This post is the third in a series on the uses and abuses of the First Amendment as a deregulatory tool – that is, the First Amendment’s potential to undermine regulatory schemes that protect workers, consumers, voters, investors, and more. The format is borrowed from Slate’s Supreme Court Breakfast Table. The participants are Nikolas Bowie, Caroline Mala Corbin, Catherine Fisk, and Charlotte Garden.
Dear Catherine, Charlotte, and Niko,
I am delighted to be part of this discussion.
I am going to start with optimism, trying to pick up on Charlotte’s question about silver linings, but then ultimately end with pessimism, concluding that the answer to Niko’s last question is that “the Supreme Court’s invocation of the deregulatory First Amendment depends on the political implications of the cases before it[.]”
Sometimes the oncoming storm is easier to spot than the silver linings. The Supreme Court’s willingness to find that the act of contributing to a union that bargains on your behalf amounts to compelled speech (the holding in Janus v. AFSCME) does not bode well for resisting the claim that the act of baking and selling a cake amounts to compelled speech (the unresolved question in Masterpiece Cakeshop, LTD v. Colorado Civil Rights Commission).
But perhaps there is a silver lining to NIFLA v. Becerra, the case that struck down California’s FACT Act. As Charlotte explained, this law was passed in response to reports of widespread deception on the part of crisis pregnancy centers (CPCs). It mandated two disclosures. First, facilities without a license or licensed medical professional were required to disclose that fact. Second, licensed facilities were required to notify their clients of the fact that California provides subsidized reproductive health care including contraception and abortion services.
In NIFLA, the Supreme Court held that the FACT Act was a content-based regulation of speech and was therefore subject to strict scrutiny. The Court further concluded that neither of the mandated disclosures satisfied this stringent level of scrutiny, which requires that the government prove its law is narrowly tailored to accomplish a compelling interest. In finding that the disclosures violated the free speech clause, NIFLA emphasized the dangers of content-based regulations, noting that “throughout history, governments have manipulated the content of doctor-patient discourse…” Justice Kennedy’s concurrence chastised, “[I]t is not forward thinking to force individuals to be an instrument for fostering adherence to an ideological point of view they find unacceptable.”

* Work required
Translate this sentence from the post on the First Amendment into Spanish: "Sometimes the oncoming storm is easier to spot than the silver linings."

Stored data entries:
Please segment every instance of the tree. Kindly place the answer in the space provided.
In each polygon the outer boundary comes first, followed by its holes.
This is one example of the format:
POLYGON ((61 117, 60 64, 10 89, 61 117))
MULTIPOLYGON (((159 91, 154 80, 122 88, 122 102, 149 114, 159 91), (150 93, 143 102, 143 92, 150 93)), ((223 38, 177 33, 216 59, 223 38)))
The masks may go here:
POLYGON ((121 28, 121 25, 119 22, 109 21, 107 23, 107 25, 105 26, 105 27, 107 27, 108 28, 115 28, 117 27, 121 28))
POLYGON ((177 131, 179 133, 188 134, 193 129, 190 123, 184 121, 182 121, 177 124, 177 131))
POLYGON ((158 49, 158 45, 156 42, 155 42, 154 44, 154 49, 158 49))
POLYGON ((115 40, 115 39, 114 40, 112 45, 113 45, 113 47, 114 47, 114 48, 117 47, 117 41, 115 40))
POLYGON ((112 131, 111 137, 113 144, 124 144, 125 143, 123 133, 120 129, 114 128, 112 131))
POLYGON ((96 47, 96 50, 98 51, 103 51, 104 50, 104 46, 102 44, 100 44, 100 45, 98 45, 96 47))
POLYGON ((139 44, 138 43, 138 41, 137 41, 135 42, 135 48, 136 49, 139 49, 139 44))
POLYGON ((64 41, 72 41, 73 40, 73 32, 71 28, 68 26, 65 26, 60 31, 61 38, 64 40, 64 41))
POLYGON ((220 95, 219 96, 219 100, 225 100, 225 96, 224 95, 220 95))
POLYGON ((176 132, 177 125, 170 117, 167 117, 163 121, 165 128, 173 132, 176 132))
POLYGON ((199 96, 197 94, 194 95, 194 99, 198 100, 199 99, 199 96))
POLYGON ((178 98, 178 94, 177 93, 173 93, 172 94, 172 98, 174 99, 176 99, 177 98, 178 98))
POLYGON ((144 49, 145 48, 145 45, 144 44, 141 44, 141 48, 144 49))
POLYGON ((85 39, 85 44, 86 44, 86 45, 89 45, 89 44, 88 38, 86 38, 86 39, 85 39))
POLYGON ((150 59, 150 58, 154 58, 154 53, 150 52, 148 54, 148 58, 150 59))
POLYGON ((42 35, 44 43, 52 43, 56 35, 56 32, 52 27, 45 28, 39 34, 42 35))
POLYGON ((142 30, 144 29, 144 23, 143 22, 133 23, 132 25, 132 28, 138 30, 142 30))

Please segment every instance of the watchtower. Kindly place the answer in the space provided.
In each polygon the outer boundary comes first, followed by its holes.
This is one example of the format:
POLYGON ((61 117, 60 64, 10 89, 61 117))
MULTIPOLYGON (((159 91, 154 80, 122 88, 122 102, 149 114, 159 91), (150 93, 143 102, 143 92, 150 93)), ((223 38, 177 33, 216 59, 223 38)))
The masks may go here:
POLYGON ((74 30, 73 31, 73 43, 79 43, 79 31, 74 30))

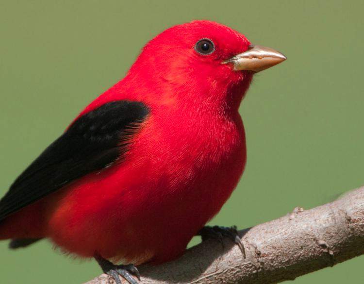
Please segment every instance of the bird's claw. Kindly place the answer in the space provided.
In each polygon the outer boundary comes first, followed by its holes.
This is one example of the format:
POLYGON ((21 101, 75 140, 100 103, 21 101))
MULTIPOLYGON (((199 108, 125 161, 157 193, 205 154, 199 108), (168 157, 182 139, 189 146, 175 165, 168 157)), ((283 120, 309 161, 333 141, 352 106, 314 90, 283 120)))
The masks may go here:
POLYGON ((218 240, 223 245, 223 237, 229 237, 237 245, 243 254, 243 258, 245 259, 245 249, 240 237, 239 236, 236 226, 232 226, 232 227, 206 226, 199 232, 198 235, 201 236, 202 241, 209 239, 214 239, 218 240))
POLYGON ((116 265, 96 254, 95 254, 95 258, 101 267, 103 272, 111 276, 116 284, 121 284, 119 276, 123 277, 130 284, 138 284, 138 281, 133 278, 132 274, 136 276, 138 280, 140 281, 140 274, 134 265, 116 265))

* Reply
A veces la tormenta que se aproxima es más fácil de divisar que los resquicios de esperanza.